Source excerpt
┌────────
[Rd] Question re: NA, NaNs in R

Prof Brian Ripley ripley at stats.ox.ac.uk
Mon Feb 10 08:11:05 CET 2014


There is one NA but mulitple NaNs.

And please re-read 'man memcmp': your cast is wrong.

On 10/02/2014 06:52, Kevin Ushey wrote:
> Hi R-devel,
>
> I have a question about the differentiation between NA and NaN values
> as implemented in R. In arithmetic.c, we have
>
> int R_IsNA(double x)
> {
>      if (isnan(x)) {
> ieee_double y;
> y.value = x;
> return (y.word[lw] == 1954);
>      }
>      return 0;
> }
>
> ieee_double is just used for type punning so we can check the final
> bits and see if they're equal to 1954; if they are, x is NA, if
> they're not, x is NaN (as defined for R_IsNaN).
>
> My question is -- I can see a substantial increase in speed (on my
> computer, in certain cases) if I replace this check with
>
> int R_IsNA(double x)
> {
>      return memcmp(
>          (char*)(&x),
>          (char*)(&NA_REAL),
>          sizeof(double)
└────────
Exercise 1
In the entries, starting with the line that contains "TARGET = rock surface" and going on through the end of the entries, swap every "integer pairs" for "pairs of integers". Reproduce those lines with everything else unchanged.

Records for this task
┌────────
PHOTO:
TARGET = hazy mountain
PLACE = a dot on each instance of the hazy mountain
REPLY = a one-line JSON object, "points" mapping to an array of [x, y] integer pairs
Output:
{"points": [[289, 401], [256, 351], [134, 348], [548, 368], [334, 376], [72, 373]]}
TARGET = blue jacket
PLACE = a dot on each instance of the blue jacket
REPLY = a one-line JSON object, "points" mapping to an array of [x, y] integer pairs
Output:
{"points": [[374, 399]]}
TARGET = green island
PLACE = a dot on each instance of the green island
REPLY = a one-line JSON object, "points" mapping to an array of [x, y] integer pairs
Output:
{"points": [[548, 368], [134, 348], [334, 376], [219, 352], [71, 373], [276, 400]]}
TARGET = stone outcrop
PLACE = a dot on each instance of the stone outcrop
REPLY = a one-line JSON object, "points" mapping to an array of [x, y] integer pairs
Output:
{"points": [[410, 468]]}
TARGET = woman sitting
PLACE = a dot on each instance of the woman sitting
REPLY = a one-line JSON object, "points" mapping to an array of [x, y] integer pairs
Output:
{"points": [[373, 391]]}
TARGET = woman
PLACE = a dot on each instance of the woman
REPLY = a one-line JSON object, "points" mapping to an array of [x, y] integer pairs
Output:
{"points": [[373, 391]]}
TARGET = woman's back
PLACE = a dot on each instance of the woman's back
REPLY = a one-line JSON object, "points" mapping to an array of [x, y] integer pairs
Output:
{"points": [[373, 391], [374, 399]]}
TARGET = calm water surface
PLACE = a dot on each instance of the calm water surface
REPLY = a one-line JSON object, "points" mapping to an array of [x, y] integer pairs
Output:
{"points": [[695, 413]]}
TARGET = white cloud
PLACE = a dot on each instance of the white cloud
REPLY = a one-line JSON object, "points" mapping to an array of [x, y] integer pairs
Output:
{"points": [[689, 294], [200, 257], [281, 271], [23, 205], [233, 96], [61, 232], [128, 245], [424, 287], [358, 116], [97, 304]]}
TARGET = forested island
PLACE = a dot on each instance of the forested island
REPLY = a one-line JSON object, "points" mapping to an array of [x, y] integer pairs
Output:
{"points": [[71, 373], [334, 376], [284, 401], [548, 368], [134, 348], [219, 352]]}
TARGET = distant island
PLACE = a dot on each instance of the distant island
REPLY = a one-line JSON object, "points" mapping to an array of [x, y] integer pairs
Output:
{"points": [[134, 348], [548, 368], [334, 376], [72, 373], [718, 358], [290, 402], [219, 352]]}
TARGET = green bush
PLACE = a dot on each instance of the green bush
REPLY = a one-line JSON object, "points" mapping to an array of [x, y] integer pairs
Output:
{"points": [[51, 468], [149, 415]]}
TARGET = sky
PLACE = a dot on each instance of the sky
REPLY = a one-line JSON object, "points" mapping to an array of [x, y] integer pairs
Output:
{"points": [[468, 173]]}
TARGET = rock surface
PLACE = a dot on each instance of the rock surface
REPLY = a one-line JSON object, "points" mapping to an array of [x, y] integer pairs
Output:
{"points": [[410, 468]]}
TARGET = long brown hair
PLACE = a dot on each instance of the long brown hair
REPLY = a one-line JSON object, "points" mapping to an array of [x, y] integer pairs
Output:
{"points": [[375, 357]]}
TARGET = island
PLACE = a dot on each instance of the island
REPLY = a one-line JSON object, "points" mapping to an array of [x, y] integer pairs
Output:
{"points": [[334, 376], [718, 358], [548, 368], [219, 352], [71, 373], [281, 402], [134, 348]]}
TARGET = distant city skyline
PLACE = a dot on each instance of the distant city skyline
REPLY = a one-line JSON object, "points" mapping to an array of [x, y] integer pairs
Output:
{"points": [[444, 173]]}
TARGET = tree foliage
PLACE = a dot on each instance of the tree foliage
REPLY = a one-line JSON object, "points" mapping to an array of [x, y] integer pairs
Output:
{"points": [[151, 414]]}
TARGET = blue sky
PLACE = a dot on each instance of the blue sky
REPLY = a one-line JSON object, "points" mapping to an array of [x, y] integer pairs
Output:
└────────
Exercise 2
Extend the mailing-list message on NA and NaN values in R, continuing from its final line.

Task output 1
TARGET = rock surface
PLACE = a dot on each instance of the rock surface
REPLY = a one-line JSON object, "points" mapping to an array of [x, y] pairs of integers
Output:
{"points": [[410, 468]]}
TARGET = long brown hair
PLACE = a dot on each instance of the long brown hair
REPLY = a one-line JSON object, "points" mapping to an array of [x, y] pairs of integers
Output:
{"points": [[375, 357]]}
TARGET = island
PLACE = a dot on each instance of the island
REPLY = a one-line JSON object, "points" mapping to an array of [x, y] pairs of integers
Output:
{"points": [[334, 376], [718, 358], [548, 368], [219, 352], [71, 373], [281, 402], [134, 348]]}
TARGET = distant city skyline
PLACE = a dot on each instance of the distant city skyline
REPLY = a one-line JSON object, "points" mapping to an array of [x, y] pairs of integers
Output:
{"points": [[444, 173]]}
TARGET = tree foliage
PLACE = a dot on each instance of the tree foliage
REPLY = a one-line JSON object, "points" mapping to an array of [x, y] pairs of integers
Output:
{"points": [[151, 414]]}
TARGET = blue sky
PLACE = a dot on each instance of the blue sky
REPLY = a one-line JSON object, "points" mapping to an array of [x, y] pairs of integers
Output:

Task output 2
>      ) == 0;
> }
>
> IIUC, there is only one bit pattern used to encode R NA values, so
> this should be safe. But I would like to be sure:
>
> Is there any guarantee that the different functions in R would return
> NA as identical to the bit pattern defined for NA_REAL, for a given
> architecture? Similarly for NaN value(s) and R_NaN?
>
> My guess is that it is possible some functions used internally by R
> might encode NaN values differently; ie, setting the lower word to a
> value different than 1954 (hence being NaN, but potentially not
> identical to R_NaN), or perhaps this is architecture-dependent.
> However, NA should be one specific bit pattern (?). And, I wonder if
> there is any guarantee that the different functions used in R would
> return an NaN value as identical to R_NaN (which appears to be the
> 'IEEE NaN')?
>
> (interested parties can see + run a simple benchmark from the gist at
> https://gist.github.com/kevinushey/8911432)
>
> Thanks,
> Kevin
>
> ______________________________________________
> R-devel at r-project.org mailing list
> https://stat.ethz.ch/mailman/listinfo/r-devel
>


-- 
Brian D. Ripley,                  ripley at stats.ox.ac.uk
Professor of Applied Statistics,  http://www.stats.ox.ac.uk/~ripley/
University of Oxford,             Tel:  +44 1865 272861 (self)
1 South Parks Road,                     +44 1865 272866 (PA)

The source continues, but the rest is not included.